== TEXT TO READ
East Timor is, surprisingly, emerging as one of the success stories of the 21st century, writes Peter Westmore.
Two years after East Timor’s first national election, in which the Marxist Fretilin Government was decisively defeated, the country’s parliament has undertaken a series of major initiatives which will lay the foundations for a future based on the Christian values of this small nation.
The Government has introduced a national pension for the aged and for war veterans; it has commenced a registration process to settle the unresolved issues of land ownership; and it has adopted a national criminal code which makes abortion illegal, despite intense efforts by the United Nations Population Fund, and the Alola Foundation, headed by Kirsty Sword (Australian-born wife of East Timor’s Prime Minister Xanana Gusmao), to legalise abortion.
The previously existing penal code inherited from Indonesia banned abortion in all instances.
The drafting of a new penal code began in 2005, when Fretilin – which had been given control of the government by the United Nations after independence in 2002 – was still in power. At the time, the Alola Foundation began lobbying for a change in the law.
It commissioned a study by three Australian academics, which was released recently, while East Timor’s Parliament was considering new legislation. It stated, “Experience from the international arena suggests that criminalising induced abortion makes it unsafe. It is advisable from a public health approach, not to criminalise the termination of pregnancy but regulate it.”
Early in 2009, East Timor’s Council of Ministers, led by Xanana Gusmao, recommended adoption of a law that would have permitted abortion for cases affecting the physical or mental health of the mother – in effect, legalising the practice.
However, when the draft legislation went before the parliament, MPs voted by 45 to 0, with only 7 abstentions, to maintain penal sanctions on abortion, except in instances where abortion was the “only way” to prevent death to the mother as attested to by three independent physicians.
====
== GIVEN DATA
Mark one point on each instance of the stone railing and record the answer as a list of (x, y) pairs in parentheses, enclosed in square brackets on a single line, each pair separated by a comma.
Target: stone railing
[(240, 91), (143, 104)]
====
**INSTRUCTIONS**
- 1) According to the article on East Timor, in what year did the drafting of a new penal code begin?
- 2) Reproduce a passage from the article on East Timor, starting at the words "The drafting of" and ending after the words "legalising the practice.".
The listing comes from a separate source and has no connection to the article on East Timor.

**WRITTEN ANSWERS**
- 1) 2005

- 2)
The drafting of a new penal code began in 2005, when Fretilin – which had been given control of the government by the United Nations after independence in 2002 – was still in power. At the time, the Alola Foundation began lobbying for a change in the law.
It commissioned a study by three Australian academics, which was released recently, while East Timor’s Parliament was considering new legislation. It stated, “Experience from the international arena suggests that criminalising induced abortion makes it unsafe. It is advisable from a public health approach, not to criminalise the termination of pregnancy but regulate it.”
Early in 2009, East Timor’s Council of Ministers, led by Xanana Gusmao, recommended adoption of a law that would have permitted abortion for cases affecting the physical or mental health of the mother – in effect, legalising the practice.